▶ **Job**:
Convert every line of the entries below into a JSON list of strings, with one string per line and no blank lines.

▶ **Exercise materials**:

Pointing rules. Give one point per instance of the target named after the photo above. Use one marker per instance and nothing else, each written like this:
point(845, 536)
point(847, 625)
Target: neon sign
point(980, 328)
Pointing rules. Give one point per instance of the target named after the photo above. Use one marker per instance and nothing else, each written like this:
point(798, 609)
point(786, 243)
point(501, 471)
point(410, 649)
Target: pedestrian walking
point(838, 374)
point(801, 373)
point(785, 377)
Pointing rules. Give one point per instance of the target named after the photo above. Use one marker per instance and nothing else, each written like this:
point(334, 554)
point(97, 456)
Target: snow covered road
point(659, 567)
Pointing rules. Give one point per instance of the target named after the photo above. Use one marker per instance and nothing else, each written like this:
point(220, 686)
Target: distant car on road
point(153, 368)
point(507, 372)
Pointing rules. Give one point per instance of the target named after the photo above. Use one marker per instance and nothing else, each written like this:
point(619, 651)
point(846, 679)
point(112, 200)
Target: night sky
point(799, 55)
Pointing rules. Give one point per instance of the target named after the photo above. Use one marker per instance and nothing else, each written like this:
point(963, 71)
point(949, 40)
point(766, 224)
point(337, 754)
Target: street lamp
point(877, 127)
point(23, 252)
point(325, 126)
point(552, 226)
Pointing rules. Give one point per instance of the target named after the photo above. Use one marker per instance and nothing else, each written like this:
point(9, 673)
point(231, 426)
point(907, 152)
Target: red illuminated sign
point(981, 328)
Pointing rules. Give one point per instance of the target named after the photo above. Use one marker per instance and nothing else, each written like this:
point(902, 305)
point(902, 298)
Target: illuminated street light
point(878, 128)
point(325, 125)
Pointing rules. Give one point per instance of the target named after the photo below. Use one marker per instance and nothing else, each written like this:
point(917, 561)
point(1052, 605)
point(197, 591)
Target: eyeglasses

▶ **Response to the task**:
[
  "Pointing rules. Give one point per instance of the target named after the photo above. Use one marker per instance and nothing else, each written like this:",
  "point(845, 536)",
  "point(847, 625)",
  "Target: neon sign",
  "point(980, 328)",
  "Pointing rules. Give one point per instance of the target named after the photo above. Use one marker per instance and nothing else, each written like this:",
  "point(798, 609)",
  "point(786, 243)",
  "point(501, 471)",
  "point(410, 649)",
  "Target: pedestrian walking",
  "point(838, 374)",
  "point(801, 373)",
  "point(785, 377)",
  "Pointing rules. Give one point per instance of the target named after the photo above. Use one marker per instance and nothing else, each written like this:",
  "point(334, 554)",
  "point(97, 456)",
  "Target: snow covered road",
  "point(659, 567)",
  "Pointing rules. Give one point per instance of the target named after the photo above. Use one marker per instance and nothing else, each written like this:",
  "point(220, 686)",
  "Target: distant car on road",
  "point(153, 368)",
  "point(507, 372)",
  "Pointing rules. Give one point per instance of the target named after the photo above. Use one marker per instance and nothing else, each written like this:",
  "point(619, 651)",
  "point(846, 679)",
  "point(112, 200)",
  "Target: night sky",
  "point(799, 55)",
  "Pointing rules. Give one point per instance of the target named after the photo above. Use one marker per instance and nothing else, each written like this:",
  "point(963, 71)",
  "point(949, 40)",
  "point(766, 224)",
  "point(337, 754)",
  "Target: street lamp",
  "point(877, 127)",
  "point(23, 252)",
  "point(325, 126)",
  "point(552, 226)",
  "Pointing rules. Give one point per instance of the target named after the photo above. Use one marker per instance and nothing else, each written like this:",
  "point(9, 673)",
  "point(231, 426)",
  "point(907, 152)",
  "Target: red illuminated sign",
  "point(981, 328)",
  "Pointing rules. Give one point per instance of the target named after the photo above. Use one marker per instance and nothing else, each written like this:",
  "point(902, 305)",
  "point(902, 298)",
  "Target: illuminated street light",
  "point(878, 128)",
  "point(325, 125)",
  "Pointing rules. Give one point per instance of the target named after the photo below. Use one marker per instance and nothing else, each written like this:",
  "point(917, 561)",
  "point(1052, 605)",
  "point(197, 591)",
  "Target: eyeglasses"
]